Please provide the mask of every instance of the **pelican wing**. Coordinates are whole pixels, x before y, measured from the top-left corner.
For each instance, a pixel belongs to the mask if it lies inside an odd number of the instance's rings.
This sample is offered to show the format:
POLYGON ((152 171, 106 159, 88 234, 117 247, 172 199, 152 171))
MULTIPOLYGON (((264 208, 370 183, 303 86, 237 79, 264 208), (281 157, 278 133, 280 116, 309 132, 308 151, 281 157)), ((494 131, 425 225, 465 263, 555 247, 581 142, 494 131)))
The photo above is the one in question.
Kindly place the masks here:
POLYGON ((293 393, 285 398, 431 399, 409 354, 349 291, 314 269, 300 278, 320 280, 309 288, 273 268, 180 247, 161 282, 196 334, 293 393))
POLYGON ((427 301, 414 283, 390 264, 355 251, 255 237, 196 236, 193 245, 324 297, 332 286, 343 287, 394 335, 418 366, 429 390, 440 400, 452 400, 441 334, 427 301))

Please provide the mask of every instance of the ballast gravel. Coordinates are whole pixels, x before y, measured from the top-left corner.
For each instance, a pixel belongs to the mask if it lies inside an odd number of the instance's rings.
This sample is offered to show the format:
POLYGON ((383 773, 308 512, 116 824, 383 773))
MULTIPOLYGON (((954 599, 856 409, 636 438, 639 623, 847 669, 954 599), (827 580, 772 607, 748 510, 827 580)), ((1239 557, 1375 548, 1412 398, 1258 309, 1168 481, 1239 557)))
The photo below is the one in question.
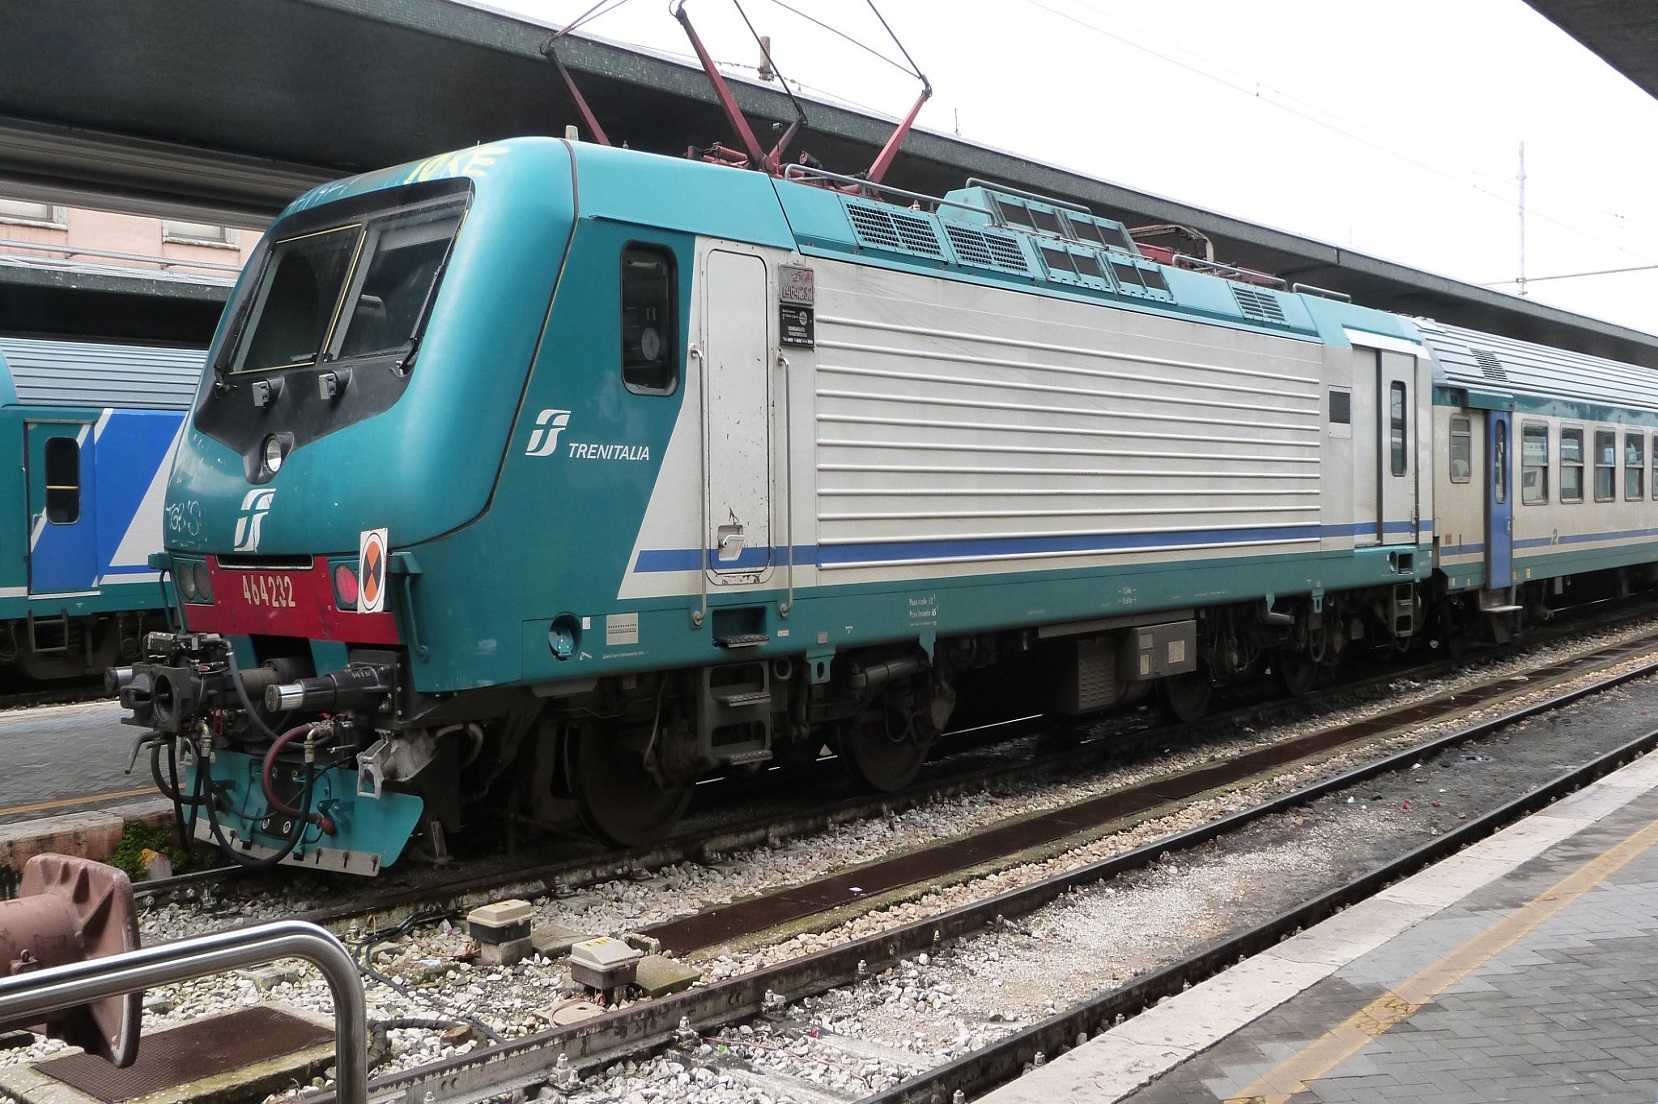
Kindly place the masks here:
=======
- Exercise description -
Please write out every entry exactly, but skip the pictures.

- Result of the exercise -
Please provide the mask of every instance of the **pelican wing**. Coordinates are whole pixels, x before y, measured from the top-left corner.
For each instance, a pixel belongs to the mask if it lies inside an odd number of the instance's rings.
This sample is offered to show the format:
POLYGON ((152 171, 106 159, 88 234, 117 247, 172 199, 152 171))
MULTIPOLYGON (((264 208, 370 183, 303 86, 237 79, 264 208), (281 157, 278 133, 280 116, 309 132, 308 151, 281 157)), ((494 131, 425 225, 465 263, 555 247, 581 142, 494 131)))
The photo above is the one in question.
Kindly place the masks here:
POLYGON ((293 393, 285 398, 431 399, 409 354, 349 291, 314 269, 300 278, 320 280, 309 288, 273 268, 180 247, 161 282, 196 334, 293 393))
POLYGON ((427 301, 414 283, 390 264, 355 251, 255 237, 196 236, 193 245, 324 297, 332 286, 343 287, 394 335, 418 366, 429 390, 440 400, 452 400, 441 334, 427 301))

Please provide the mask of every instance of the ballast gravel. Coordinates are whole pixels, x before y, measured from the top-left corner.
For each instance, a pixel belongs to the mask if it lies inside an odd number of the instance's rings.
This sample is offered to show the format:
POLYGON ((383 773, 308 512, 116 824, 383 773))
MULTIPOLYGON (((954 599, 856 409, 636 438, 639 623, 847 669, 954 599), (827 580, 772 607, 748 510, 827 580)), ((1239 557, 1375 548, 1412 398, 1258 309, 1168 481, 1239 557)))
The photo below is the one in question.
Kindly place the masks here:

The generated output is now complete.